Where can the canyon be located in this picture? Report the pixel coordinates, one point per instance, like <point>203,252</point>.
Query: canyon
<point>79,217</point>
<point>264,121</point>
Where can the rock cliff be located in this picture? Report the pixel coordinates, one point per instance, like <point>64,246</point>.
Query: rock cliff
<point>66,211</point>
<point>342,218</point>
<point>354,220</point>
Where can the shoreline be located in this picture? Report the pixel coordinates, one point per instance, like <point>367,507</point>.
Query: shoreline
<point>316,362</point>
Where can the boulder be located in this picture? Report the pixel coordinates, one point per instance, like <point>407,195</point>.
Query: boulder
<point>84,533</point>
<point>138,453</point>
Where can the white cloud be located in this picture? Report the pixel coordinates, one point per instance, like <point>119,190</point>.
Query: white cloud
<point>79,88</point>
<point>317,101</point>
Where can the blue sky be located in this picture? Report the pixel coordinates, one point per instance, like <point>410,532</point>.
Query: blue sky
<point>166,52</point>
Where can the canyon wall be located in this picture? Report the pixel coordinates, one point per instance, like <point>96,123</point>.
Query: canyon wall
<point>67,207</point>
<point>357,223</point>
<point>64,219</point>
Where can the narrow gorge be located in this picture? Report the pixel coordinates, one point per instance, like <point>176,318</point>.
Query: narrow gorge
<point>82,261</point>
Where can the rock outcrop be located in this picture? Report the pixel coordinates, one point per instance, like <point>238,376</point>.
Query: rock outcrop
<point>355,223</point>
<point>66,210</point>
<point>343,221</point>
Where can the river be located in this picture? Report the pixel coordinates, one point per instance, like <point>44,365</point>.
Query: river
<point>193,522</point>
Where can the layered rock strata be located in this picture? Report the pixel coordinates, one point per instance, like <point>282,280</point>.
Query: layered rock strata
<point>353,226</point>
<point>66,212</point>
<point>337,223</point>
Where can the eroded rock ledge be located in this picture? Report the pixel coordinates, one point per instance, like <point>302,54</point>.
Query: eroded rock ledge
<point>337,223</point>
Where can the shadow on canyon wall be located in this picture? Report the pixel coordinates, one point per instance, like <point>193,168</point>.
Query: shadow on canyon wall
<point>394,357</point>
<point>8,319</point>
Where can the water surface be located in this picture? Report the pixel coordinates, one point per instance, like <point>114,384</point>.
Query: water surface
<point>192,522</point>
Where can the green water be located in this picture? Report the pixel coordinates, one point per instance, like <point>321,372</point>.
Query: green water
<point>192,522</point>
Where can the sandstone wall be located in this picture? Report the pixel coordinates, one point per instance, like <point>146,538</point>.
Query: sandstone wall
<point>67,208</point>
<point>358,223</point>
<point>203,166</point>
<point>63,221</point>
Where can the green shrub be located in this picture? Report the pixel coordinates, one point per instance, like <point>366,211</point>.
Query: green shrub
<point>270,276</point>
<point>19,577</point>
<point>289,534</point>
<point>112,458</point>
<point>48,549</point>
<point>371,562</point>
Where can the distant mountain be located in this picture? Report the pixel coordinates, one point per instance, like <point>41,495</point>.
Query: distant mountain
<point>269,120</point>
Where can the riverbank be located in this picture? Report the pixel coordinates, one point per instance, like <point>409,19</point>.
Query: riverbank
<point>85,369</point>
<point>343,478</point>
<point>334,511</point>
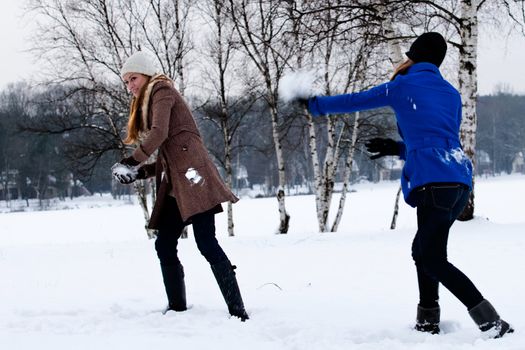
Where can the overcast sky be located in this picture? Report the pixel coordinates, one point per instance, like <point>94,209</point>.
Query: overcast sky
<point>500,60</point>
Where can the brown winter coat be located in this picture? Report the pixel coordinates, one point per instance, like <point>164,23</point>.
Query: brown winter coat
<point>183,168</point>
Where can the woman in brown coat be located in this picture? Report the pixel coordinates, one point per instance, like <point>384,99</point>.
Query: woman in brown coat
<point>189,187</point>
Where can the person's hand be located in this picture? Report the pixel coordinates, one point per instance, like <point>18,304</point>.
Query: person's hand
<point>124,174</point>
<point>130,161</point>
<point>303,102</point>
<point>382,147</point>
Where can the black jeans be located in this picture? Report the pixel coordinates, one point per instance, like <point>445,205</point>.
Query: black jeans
<point>170,230</point>
<point>438,206</point>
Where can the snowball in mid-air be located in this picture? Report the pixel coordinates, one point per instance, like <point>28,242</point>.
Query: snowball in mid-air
<point>298,84</point>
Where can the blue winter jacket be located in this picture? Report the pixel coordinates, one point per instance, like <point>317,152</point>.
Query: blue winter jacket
<point>428,113</point>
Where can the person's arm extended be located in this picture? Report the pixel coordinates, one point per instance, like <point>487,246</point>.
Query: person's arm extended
<point>162,102</point>
<point>348,103</point>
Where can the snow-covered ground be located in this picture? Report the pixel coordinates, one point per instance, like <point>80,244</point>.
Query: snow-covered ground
<point>89,278</point>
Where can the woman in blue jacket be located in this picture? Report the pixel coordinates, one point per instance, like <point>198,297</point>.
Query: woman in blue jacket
<point>437,176</point>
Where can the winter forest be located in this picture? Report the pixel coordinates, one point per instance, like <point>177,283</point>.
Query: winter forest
<point>228,59</point>
<point>231,60</point>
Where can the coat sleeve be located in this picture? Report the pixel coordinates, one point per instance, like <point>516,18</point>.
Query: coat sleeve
<point>162,101</point>
<point>149,169</point>
<point>376,97</point>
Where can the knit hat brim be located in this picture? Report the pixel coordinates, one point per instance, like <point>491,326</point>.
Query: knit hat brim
<point>139,62</point>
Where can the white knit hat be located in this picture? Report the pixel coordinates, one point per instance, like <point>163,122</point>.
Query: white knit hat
<point>139,62</point>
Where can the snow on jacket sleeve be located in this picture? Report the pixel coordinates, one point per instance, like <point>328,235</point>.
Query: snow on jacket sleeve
<point>376,97</point>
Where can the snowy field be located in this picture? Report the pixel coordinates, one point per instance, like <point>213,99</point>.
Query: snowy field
<point>88,278</point>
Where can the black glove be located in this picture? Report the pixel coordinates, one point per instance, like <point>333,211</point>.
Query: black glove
<point>141,174</point>
<point>382,147</point>
<point>124,174</point>
<point>125,179</point>
<point>130,161</point>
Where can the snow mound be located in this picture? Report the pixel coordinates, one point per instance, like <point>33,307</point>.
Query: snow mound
<point>298,84</point>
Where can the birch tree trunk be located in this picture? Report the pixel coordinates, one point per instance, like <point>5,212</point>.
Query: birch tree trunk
<point>468,87</point>
<point>257,24</point>
<point>396,210</point>
<point>347,176</point>
<point>396,58</point>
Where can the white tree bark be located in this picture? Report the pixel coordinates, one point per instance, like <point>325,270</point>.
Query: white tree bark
<point>347,175</point>
<point>468,86</point>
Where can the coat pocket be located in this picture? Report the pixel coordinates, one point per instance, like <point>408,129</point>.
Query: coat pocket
<point>445,197</point>
<point>185,151</point>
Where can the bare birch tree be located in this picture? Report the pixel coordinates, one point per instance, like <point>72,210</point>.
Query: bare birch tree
<point>262,29</point>
<point>227,105</point>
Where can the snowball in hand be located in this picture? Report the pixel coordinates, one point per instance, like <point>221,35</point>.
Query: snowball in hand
<point>120,170</point>
<point>296,85</point>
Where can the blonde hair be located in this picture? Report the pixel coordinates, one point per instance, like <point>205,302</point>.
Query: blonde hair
<point>402,68</point>
<point>135,116</point>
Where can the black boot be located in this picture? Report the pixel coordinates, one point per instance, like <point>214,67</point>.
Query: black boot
<point>225,275</point>
<point>173,276</point>
<point>427,320</point>
<point>488,319</point>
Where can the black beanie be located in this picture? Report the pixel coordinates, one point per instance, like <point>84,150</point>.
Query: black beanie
<point>428,47</point>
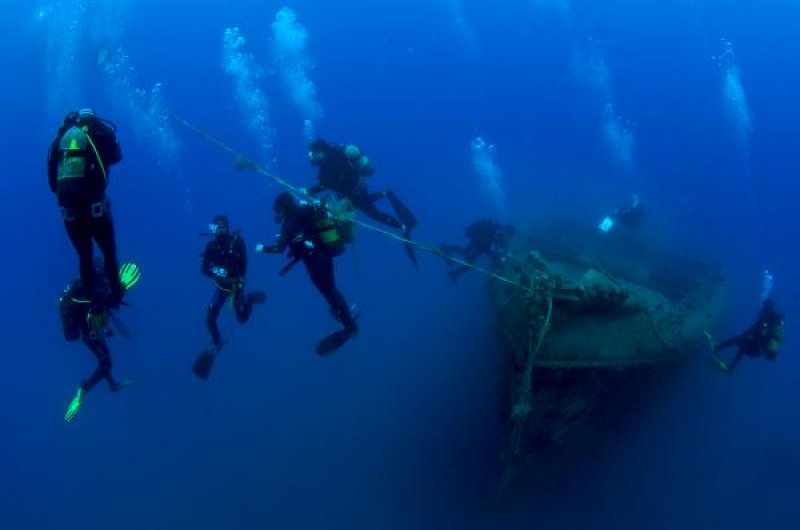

#### PROMPT:
For this exercise, return every entry verbatim and omit all pictures.

#### EXPECTED OUTPUT:
Where can the canyon be located in this picture? Report the pixel coordinates, one point per instance, like <point>203,252</point>.
Query: canyon
<point>79,217</point>
<point>264,121</point>
Where can the rock cliff be located in this picture? Report the pixel coordinates, one point per instance, like <point>64,246</point>.
Query: rock cliff
<point>66,211</point>
<point>342,218</point>
<point>354,220</point>
Where can the shoreline be located in this picture? Report the pixel coordinates, one point per instance, like <point>367,507</point>.
Query: shoreline
<point>316,362</point>
Where can the boulder be located in this picture? Report the pixel coordinates, one point per instance, like <point>407,195</point>.
Query: boulder
<point>84,533</point>
<point>138,453</point>
Where can the white cloud be located in this picture? Report the pixel coordinates, one point per instance, like <point>119,190</point>.
Query: white cloud
<point>79,88</point>
<point>317,101</point>
Where can the blue sky be located in this picture? Report the pixel coordinates, one point per instance, like <point>410,532</point>.
Query: blue sky
<point>166,52</point>
Where can the canyon wall be located in this picture? Report the pixel coordinates, one point per instance, like <point>96,123</point>.
Query: canyon wall
<point>67,207</point>
<point>357,223</point>
<point>64,219</point>
Where can the narrow gorge be located in this picture? Report the pixel coordinates, one point per instance, like <point>176,318</point>.
Query: narrow gorge
<point>82,261</point>
Where can the rock outcrop be located in this picture? Report the pixel coordinates, one point per instance, like <point>238,376</point>.
Query: rock outcrop
<point>355,223</point>
<point>66,210</point>
<point>343,221</point>
Where can the river be located in this picture? Report the pixel coordinates, one point per instance, like <point>44,365</point>.
Query: river
<point>193,522</point>
Where can the layered rock strata be located in this picture? Report the pixel coordinates, one point per instance, like <point>282,280</point>.
Query: layered rock strata
<point>353,226</point>
<point>66,212</point>
<point>337,223</point>
Where can the eroded rock ledge be located in this picture? Report the pixel coordinates, one point per instance, like <point>302,54</point>.
Query: eroded rock ledge
<point>337,223</point>
Where can the shadow on canyon wall be located in this picture? Report the pixel coordinates, one point per instance, like <point>193,168</point>.
Query: shadow on canyon wall
<point>394,357</point>
<point>8,319</point>
Where can the water surface be located in this picture? Report the pixel coordinates, one point per instance, like <point>114,384</point>.
Query: water surface
<point>192,522</point>
Where can the green water be located in this picture? Report the pixel coordinates, one point per instance, like <point>321,372</point>.
Query: green water
<point>192,522</point>
Where can the sandstone wall be located in this picture? Report the pixel coordinates, one point per instance, like <point>146,538</point>.
Query: sandstone wall
<point>67,208</point>
<point>358,223</point>
<point>203,166</point>
<point>63,221</point>
Where can the green shrub be located in this picture? Report the pixel coordinates, one point per instance, like <point>366,211</point>.
Query: green shrub
<point>270,276</point>
<point>19,577</point>
<point>289,534</point>
<point>112,458</point>
<point>48,549</point>
<point>371,562</point>
Where can the distant mountain be located in this picture? Report the pixel coordinates, one point per instance, like <point>41,495</point>.
Query: distant mountain
<point>269,120</point>
Where can the riverbank be located in this picture? Report the pixel coordinates, one point per instance, like <point>409,19</point>.
Query: riverbank
<point>85,369</point>
<point>343,478</point>
<point>334,511</point>
Where can the overcast sky be located in this picture? Report the pixel coordinates, one point per instance, like <point>94,209</point>.
Query: overcast sky
<point>500,60</point>
Where can the brown winter coat be located in this picture? Report the pixel coordinates, one point per instance, like <point>164,23</point>.
Query: brown winter coat
<point>183,168</point>
Where can the woman in brown coat be located in this picture? Report the pixel coordinates, one point per instance, like <point>384,99</point>.
Query: woman in brown coat
<point>189,187</point>
Where can the person's hand be located in this picture? Report the pixel coordinates, one point per instance, like <point>18,304</point>.
Query: person's hand
<point>124,174</point>
<point>130,161</point>
<point>303,102</point>
<point>382,147</point>
Where can the black jeans be located in this picture? Report the pixel coordinates, one point per instance, like <point>445,205</point>.
Query: black jeans
<point>170,230</point>
<point>438,206</point>
Where can the snowball in mid-air be located in this picture? Report the pixel coordinates, one point per instance, like <point>28,242</point>.
Query: snowball in mid-air
<point>298,84</point>
Where can the blue winter jacket be located in this picture? Report the pixel coordinates, one point per instance, like <point>317,152</point>.
Query: blue winter jacket
<point>428,113</point>
Where can the person's arm extended be located in this picture? Report the pixel coordinates, one point per instance, like <point>487,246</point>.
Query: person's arm extended
<point>162,102</point>
<point>348,103</point>
Where can the snow-covered ground be located in this picture? Report the pixel coordinates, one point per instance, like <point>80,244</point>.
Query: snow-covered ground
<point>89,278</point>
Where can the woman in blue jacket be located in this picture? Report the pixel coordinates, one point per instance, like <point>198,297</point>.
Query: woman in blue jacket
<point>437,176</point>
Where can the winter forest be located in this picture? Report the pixel coordinates, one point per instance, like <point>177,283</point>.
Query: winter forest
<point>228,59</point>
<point>231,60</point>
Where can the coat sleeve be located in this picture? Report the pixel coordinates, one point per instance, like <point>516,18</point>.
Query: coat sleeve
<point>162,101</point>
<point>149,169</point>
<point>376,97</point>
Where can the knit hat brim be located in this picture? Report the pixel coordinates, one point per instance, like <point>491,326</point>.
Query: knit hat brim
<point>139,62</point>
Where can the white knit hat be located in this picture? Report the pixel coordinates, one point per instance, like <point>163,122</point>.
Query: white knit hat
<point>139,62</point>
Where can the snow on jacket sleeve be located in this picture? Report the pixel coordinates, one point per instance, like <point>328,235</point>.
Query: snow on jacket sleeve
<point>376,97</point>
Where can the snowy field be located in this picture? Report the pixel coordinates, one point per instance, like <point>213,99</point>.
Query: snowy field
<point>88,278</point>
Where can the black glove be located in this picture? Report the pixel coordinates, one point per instance, like <point>333,211</point>.
Query: black glove
<point>141,174</point>
<point>382,147</point>
<point>124,174</point>
<point>125,179</point>
<point>130,161</point>
Where can the snow mound be located in this picture? Report the pixel coordinates, one point per instance, like <point>33,307</point>.
Query: snow mound
<point>298,84</point>
Where can the birch tree trunk be located in this picture? Report the pixel coordinates, one point per instance, like <point>5,212</point>.
Query: birch tree trunk
<point>468,87</point>
<point>257,24</point>
<point>396,210</point>
<point>347,176</point>
<point>396,58</point>
Where can the white tree bark be located in this picture? Report the pixel coordinates, one point per instance, like <point>325,270</point>.
Query: white tree bark
<point>347,175</point>
<point>468,86</point>
Where can the coat pocket be located in this picture? Report the pixel coordinates, one point per instance, like <point>408,129</point>.
Query: coat pocket
<point>445,197</point>
<point>185,151</point>
Where can the bare birch tree be located in this picture? Report the pixel coordinates, one point per instance, like <point>72,210</point>.
Query: bare birch tree
<point>262,29</point>
<point>227,105</point>
Where can the snowball in hand be located in this picture? Report the pixel coordinates, one point per instance, like <point>221,35</point>.
Query: snowball in hand
<point>120,170</point>
<point>296,85</point>
Where can the blonde hair be located in this picture? Report the pixel coordinates, one point per instance, like <point>205,302</point>.
Query: blonde hair
<point>402,68</point>
<point>135,116</point>
Where can the black boot be located in this picture? Report the pixel coordinates, one point per instance, like <point>214,67</point>.
Query: black boot
<point>225,275</point>
<point>173,276</point>
<point>427,320</point>
<point>488,319</point>
Where can the black beanie be located in this picture? Report the pixel coordinates, one point per instance, like <point>84,150</point>.
Query: black beanie
<point>428,47</point>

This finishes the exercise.